+++ Bloc de texte +++

Photo © Tropica Media

La lutte contre l’impunité dans les Amériques en marche

ASF appuie la création d’un Réseau panaméricain sur la justice pénale internationale en collaboration avec Avocats Sans Frontières Canada (ASFC).

Les 28 et 29 juillet 2011, la première rencontre d’un réseau d’experts en droit international pénal a eu lieu à Bogota en Colombie dans le cadre du projet ASF de promotion du système du Statut de Rome et d’amélioration de l’effectivité de la Cour pénale internationale (CPI). Pendant ces deux jours, des juristes, dont certains représentaient des ONG de droits humains de sept pays de la région*, ont partagé leurs connaissances et expériences en matière d’application, tant par les différents systèmes juridiques nationaux que par les juridictions internationales compétentes, des normes de droit international des droits de l’homme et de droit international pénal. Le coordinateur de projet, Luc Meissner, était présent et a exposé aux participants les tenants et aboutissants du projet dans sa globalité.

Nous avons assez peu de connaissance sur le travail de la CPI dans les Amériques. Quelle peut en être la raison?

Luc Meissner: les activités de la CPI ont été « occultées » par la médiatisation des affaires en cours en Afrique. La CPI et les ONG exercent beaucoup d’activités dans les Amériques : promotion de la ratification et de la mise en œuvre du Statut de Rome, ainsi que deux analyses préliminaires ouvertes sur la Colombie et le Honduras. C’est vrai que le Statut de Rome a été ratifié par la plupart des pays de la région mais il manque le pays clé, les Etats-Unis, mais aussi l’El Salvador, le Guatemala, Haïti et le Nicaragua. Il n’y a pas si longtemps que des atrocités ont eu lieu sur le continent. On pense par exemple aux crimes contre l’humanité perpétrés sous la présidence Fujimori au Pérou dans les années ’90 (disparitions, massacres, stérilisations forcées de femmes indigènes…) ou encore des attaques et crimes contre l’humanité contre les populations mayas du Guatemala commis pendant les années ’80 et, bien évidemment, la situation actuelle en Colombie où des crimes contre l’humanité sont encore commis dans des zones rurales reculées.

+++

## Défi 1
Répondez brièvement aux questions suivantes sur le texte consacré à la CPI dans les Amériques.
(a) Dans quelle ville et à quelles dates s'est tenue la première rencontre du réseau d'experts ?
(b) Sur quels pays portent les deux analyses préliminaires ouvertes ?
(c) Quel pays est désigné comme le pays clé qui manque parmi les ratifications du Statut de Rome ?
## Défi 2
Poursuivez le texte consacré à la CPI dans les Amériques à partir de sa dernière phrase, dans le même registre.

+++ Lignes enregistrées +++

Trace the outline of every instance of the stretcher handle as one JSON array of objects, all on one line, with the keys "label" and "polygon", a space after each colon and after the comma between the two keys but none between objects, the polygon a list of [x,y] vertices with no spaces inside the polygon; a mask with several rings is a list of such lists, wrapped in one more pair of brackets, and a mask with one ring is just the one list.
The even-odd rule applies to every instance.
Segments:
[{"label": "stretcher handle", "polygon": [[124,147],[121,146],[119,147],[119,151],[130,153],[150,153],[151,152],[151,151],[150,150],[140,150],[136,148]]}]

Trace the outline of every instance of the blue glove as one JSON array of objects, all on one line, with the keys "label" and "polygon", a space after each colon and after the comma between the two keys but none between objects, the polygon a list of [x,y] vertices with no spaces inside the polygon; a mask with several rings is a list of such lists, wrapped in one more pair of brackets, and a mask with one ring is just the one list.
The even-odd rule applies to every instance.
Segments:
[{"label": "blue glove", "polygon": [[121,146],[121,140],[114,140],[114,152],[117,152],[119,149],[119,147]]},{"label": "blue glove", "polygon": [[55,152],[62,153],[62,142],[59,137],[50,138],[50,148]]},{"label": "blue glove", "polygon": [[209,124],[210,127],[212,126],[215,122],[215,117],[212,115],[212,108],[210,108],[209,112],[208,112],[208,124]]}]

+++
+++ Lignes enregistrées +++

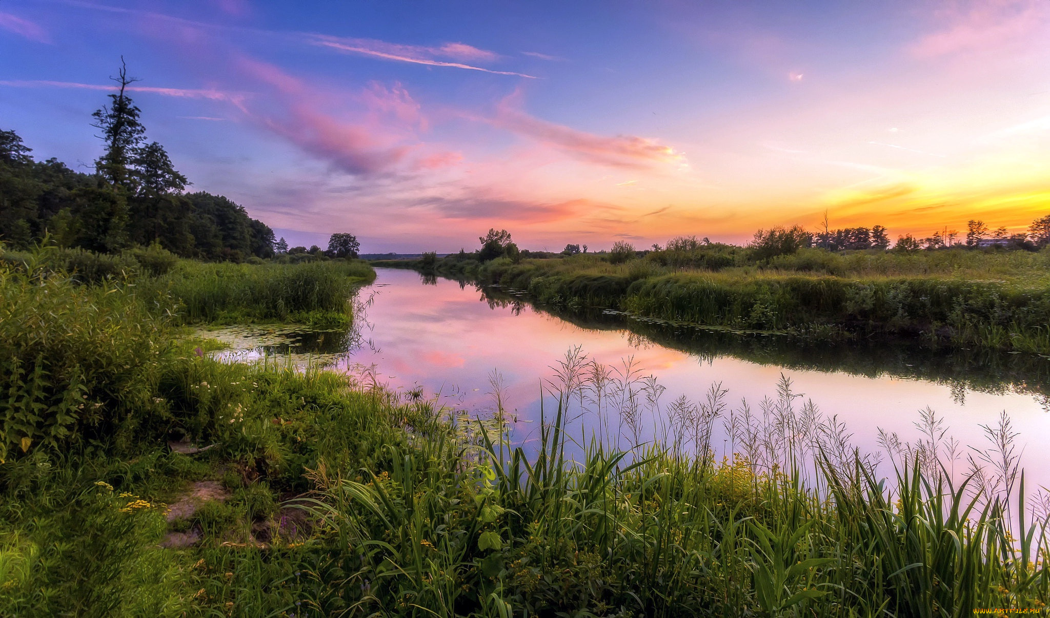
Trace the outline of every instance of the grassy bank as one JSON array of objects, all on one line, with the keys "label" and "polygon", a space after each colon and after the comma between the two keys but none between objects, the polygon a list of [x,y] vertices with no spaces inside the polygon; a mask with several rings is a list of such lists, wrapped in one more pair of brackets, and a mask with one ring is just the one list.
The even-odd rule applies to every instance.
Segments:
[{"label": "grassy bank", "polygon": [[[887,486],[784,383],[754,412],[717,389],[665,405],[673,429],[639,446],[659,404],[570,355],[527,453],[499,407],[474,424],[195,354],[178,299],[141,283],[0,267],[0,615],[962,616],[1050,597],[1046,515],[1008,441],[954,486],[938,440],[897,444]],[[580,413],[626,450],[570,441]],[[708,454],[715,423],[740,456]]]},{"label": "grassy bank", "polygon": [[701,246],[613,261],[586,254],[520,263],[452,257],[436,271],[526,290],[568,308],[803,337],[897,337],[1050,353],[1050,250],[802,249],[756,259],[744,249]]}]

+++

## Résultat de l'exercice 1
(a) À Bogota, en Colombie, les 28 et 29 juillet 2011.
(b) Sur la Colombie et le Honduras.
(c) Les États-Unis.

## Résultat de l'exercice 2
ASFC donne une formation sur le droit de l’environnement à Cherwa Sise dans le nord de la Colombie – © ASFC

Qu’est ce qu’un Réseau panaméricain peut signifier dans la lutte contre l’impunité ?

L.M. : Ce réseau est une chance pour l’échange d’expertise, d’informations sur la complémentarité et l’expérience de chacun des pays représentés qui permettrait d’enquêter, poursuivre et sanctionner les personnes responsables d’avoir orchestré et commis les crimes internationaux les plus graves auxquels la CPI s’intéresse. Le réseau vise à un renforcement mutuel de capacités des ses membres et à identifier les défis communs dans le but d’améliorer les actions de plaidoyer dans chaque pays. Citons les exemples du Guatemala et de l’Argentine. Les cadres législatifs et les situations sont différents dans ces deux pays. L’objectif au Guatemala étant la ratification du Statut de Rome, la CPI et des ONG mènent des actions de plaidoyer en ce sens, alors qu’en Argentine, la ratification et l’intégration à la législation nationale ont déjà eu lieu. L’objectif d’intégration dans la législation nationale et l’expérience que peuvent en retirer les juridictions nationales pourraient alors servir de modèle aux autres pays.

Comment ASF a participé au lancement du réseau?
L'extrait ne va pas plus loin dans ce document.